[Image point annotation entries]
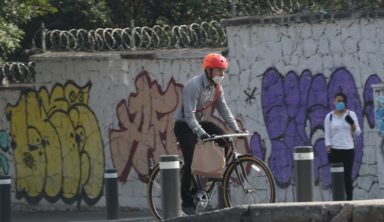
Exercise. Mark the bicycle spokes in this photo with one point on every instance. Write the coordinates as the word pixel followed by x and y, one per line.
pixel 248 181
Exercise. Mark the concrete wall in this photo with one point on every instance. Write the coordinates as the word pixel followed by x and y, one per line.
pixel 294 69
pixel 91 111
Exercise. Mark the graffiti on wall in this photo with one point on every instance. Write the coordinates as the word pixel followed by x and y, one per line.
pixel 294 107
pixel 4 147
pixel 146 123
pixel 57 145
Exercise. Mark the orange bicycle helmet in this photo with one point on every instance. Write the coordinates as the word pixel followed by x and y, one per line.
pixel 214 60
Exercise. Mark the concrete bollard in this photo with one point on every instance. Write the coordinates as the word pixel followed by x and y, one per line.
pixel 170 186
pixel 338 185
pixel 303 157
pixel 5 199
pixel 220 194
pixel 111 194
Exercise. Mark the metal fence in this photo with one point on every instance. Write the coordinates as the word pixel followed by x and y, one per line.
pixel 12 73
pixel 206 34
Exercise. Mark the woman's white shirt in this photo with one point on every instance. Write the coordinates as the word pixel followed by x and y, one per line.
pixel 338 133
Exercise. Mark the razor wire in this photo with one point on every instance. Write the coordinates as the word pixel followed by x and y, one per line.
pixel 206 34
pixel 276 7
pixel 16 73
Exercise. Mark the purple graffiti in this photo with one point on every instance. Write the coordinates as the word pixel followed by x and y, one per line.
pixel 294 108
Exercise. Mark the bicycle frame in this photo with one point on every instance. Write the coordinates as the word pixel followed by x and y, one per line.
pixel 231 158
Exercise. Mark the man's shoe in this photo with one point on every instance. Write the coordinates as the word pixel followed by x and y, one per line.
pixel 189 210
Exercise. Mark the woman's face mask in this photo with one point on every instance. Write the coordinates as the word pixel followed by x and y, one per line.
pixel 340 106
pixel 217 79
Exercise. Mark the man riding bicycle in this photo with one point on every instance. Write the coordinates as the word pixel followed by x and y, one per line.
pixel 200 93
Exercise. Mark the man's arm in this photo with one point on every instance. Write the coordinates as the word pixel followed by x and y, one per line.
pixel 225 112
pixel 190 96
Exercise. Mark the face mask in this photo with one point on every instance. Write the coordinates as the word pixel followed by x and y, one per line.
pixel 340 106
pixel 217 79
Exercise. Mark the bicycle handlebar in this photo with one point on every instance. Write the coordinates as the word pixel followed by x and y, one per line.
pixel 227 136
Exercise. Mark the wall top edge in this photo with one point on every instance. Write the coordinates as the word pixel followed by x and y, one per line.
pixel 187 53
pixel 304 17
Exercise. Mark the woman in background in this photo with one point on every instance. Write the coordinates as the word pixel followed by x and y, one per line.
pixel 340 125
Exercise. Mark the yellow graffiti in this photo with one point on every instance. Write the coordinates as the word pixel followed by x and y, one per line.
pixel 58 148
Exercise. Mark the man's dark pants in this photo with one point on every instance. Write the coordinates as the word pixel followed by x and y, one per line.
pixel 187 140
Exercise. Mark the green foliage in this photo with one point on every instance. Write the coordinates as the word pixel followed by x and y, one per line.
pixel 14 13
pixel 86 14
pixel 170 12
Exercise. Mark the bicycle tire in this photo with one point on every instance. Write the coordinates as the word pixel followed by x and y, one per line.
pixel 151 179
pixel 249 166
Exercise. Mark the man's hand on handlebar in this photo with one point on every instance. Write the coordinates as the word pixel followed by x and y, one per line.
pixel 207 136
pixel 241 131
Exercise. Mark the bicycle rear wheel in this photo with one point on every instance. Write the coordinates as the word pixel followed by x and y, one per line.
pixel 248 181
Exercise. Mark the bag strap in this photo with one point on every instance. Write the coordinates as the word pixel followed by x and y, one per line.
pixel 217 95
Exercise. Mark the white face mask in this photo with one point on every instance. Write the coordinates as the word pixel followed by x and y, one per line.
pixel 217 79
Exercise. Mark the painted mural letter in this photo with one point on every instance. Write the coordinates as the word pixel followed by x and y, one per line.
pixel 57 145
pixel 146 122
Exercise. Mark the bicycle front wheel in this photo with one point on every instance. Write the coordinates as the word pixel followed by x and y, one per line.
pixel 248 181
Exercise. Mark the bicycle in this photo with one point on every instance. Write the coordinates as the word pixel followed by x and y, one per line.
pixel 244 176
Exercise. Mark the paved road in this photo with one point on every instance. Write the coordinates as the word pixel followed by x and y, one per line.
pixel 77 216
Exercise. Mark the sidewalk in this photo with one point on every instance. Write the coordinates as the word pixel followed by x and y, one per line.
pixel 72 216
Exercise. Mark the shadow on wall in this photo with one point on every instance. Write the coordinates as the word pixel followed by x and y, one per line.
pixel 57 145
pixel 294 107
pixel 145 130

**Written request:** Copy out all of the material above line for line, leaving out the pictures.

**Complete output:**
Exercise. Mark the bicycle spokes in this photo with one point on every instance. Write the coordinates as the word pixel followed by x and y, one per line.
pixel 248 181
Exercise. Mark the concrete wall in this photo with one point on every instance. Write the coordinates as the word pixel followed by x and y, one per line.
pixel 294 69
pixel 91 111
Exercise. Mark the graffiti on wall in this photo with one point on every instance. Write the coordinates as the word pixel followed by x and y, one per line.
pixel 294 107
pixel 4 147
pixel 146 123
pixel 57 145
Exercise. Mark the orange bicycle helmet in this photo with one point on every instance. Write the coordinates as the word pixel followed by x and y, one per line.
pixel 214 60
Exercise. Mark the concrete bollard in this photo with one point on every instance. Write the coordinates as the word pixel followed by x and y, one per line.
pixel 170 186
pixel 338 185
pixel 303 157
pixel 5 199
pixel 220 194
pixel 111 194
Exercise. Mark the metal fence in this photo with one point on every instance. Write the coordinates as the word pixel followed by x and y, one per line.
pixel 12 73
pixel 206 34
Exercise. Mark the woman's white shirt in this photo with one point on every instance. Write the coordinates as the word pixel followed by x and y, one per line.
pixel 338 133
Exercise. Mark the razor wire in this photo with one point on every instance. Write the coordinates as the word pixel followed by x and y, one per line.
pixel 206 34
pixel 276 7
pixel 16 73
Exercise. Mark the purple graffiti in this photo with one point on every instance. Write the coordinates as the word pixel followed by x and y, one per line.
pixel 294 108
Exercise. Mark the bicycle frame in this photo with one point on every instance. Write the coordinates as the word pixel followed by x and y, one per line.
pixel 231 158
Exercise. Mark the man's shoe in this photo with one point on every instance. Write the coordinates as the word pixel followed by x and y, one per line.
pixel 189 210
Exercise. Mark the woman's face mask in this photo with one point on every instance. Write the coordinates as the word pixel followed by x and y, one per line.
pixel 340 106
pixel 217 79
Exercise. Mark the man riding bicycle in this photo with one point on every instance. Write the coordinates as the word pixel followed by x and y, one per line.
pixel 200 93
Exercise. Mark the man's arm in this photo with one point on every instance. Write the coordinates as the word pixel followed by x and y, one per line.
pixel 225 112
pixel 190 96
Exercise. Mark the face mask in this photo with one point on every instance. Write the coordinates as the word pixel followed by x and y, one per line.
pixel 340 106
pixel 217 79
Exercise. Mark the bicycle handlebar in this photo with one point on every instance. Write the coordinates as the word pixel followed by x and y, one per line.
pixel 227 136
Exercise. Mark the wall top edge in this photo with one point on every instance. Write the coordinates as the word pixel followed by x and y, one per line.
pixel 187 53
pixel 304 17
Exercise. Mark the woman in background in this photo with one point on every instance. Write the coordinates as the word pixel followed by x and y, one per line.
pixel 340 125
Exercise. Mark the yellow graffiti in this photo with one point on every instance. Write the coordinates as the word pixel followed by x and y, one per line.
pixel 58 148
Exercise. Mark the man's dark pants in this photo with one point on every instance. Write the coordinates as the word pixel followed by x and y, one per line.
pixel 187 140
Exercise. Mark the green foliage in this photo with one point on every instance. Write the coordinates as the word pixel followed by x and y, one per line.
pixel 14 13
pixel 86 14
pixel 170 12
Exercise. Mark the bicycle tire in this photo with one point on every instance. Write the coordinates as the word pixel followed by x and y, one per line.
pixel 151 179
pixel 249 166
Exercise. Mark the man's hand on handlebar in this photo with one point on every instance. Write the coordinates as the word pixel followed by x and y, one per line.
pixel 207 136
pixel 241 131
Exercise. Mark the bicycle rear wheel in this photo with one point on every instance. Write the coordinates as the word pixel followed by x and y, one per line.
pixel 248 181
Exercise. Mark the bag strap in this photo with one point on every instance. Write the coordinates as the word pixel followed by x and y, one per line.
pixel 217 95
Exercise. Mark the white face mask in this photo with one point on every instance. Write the coordinates as the word pixel followed by x and y, one per line.
pixel 217 79
Exercise. Mark the painted mural letter in this photo with one point on every instance. Write the coordinates as the word pixel followed by x and y, one per line.
pixel 57 145
pixel 146 122
Exercise. Mark the bicycle front wheel in this photo with one point on every instance. Write the coordinates as the word pixel followed by x and y, one per line.
pixel 248 181
Exercise. Mark the bicycle in this photo with one point on every instance. Write the coordinates as the word pixel followed by x and y, one per line.
pixel 244 176
Exercise. Mark the paved road in this photo with one point on every instance. Write the coordinates as the word pixel followed by x and y, one per line.
pixel 77 216
Exercise. Mark the sidewalk in this photo with one point on every instance. Write the coordinates as the word pixel followed by x and y, one per line.
pixel 72 216
Exercise. Mark the shadow on wall in this photo with one point on every instance. Write the coordinates as the word pixel followed by x and y, one per line.
pixel 57 145
pixel 294 107
pixel 145 130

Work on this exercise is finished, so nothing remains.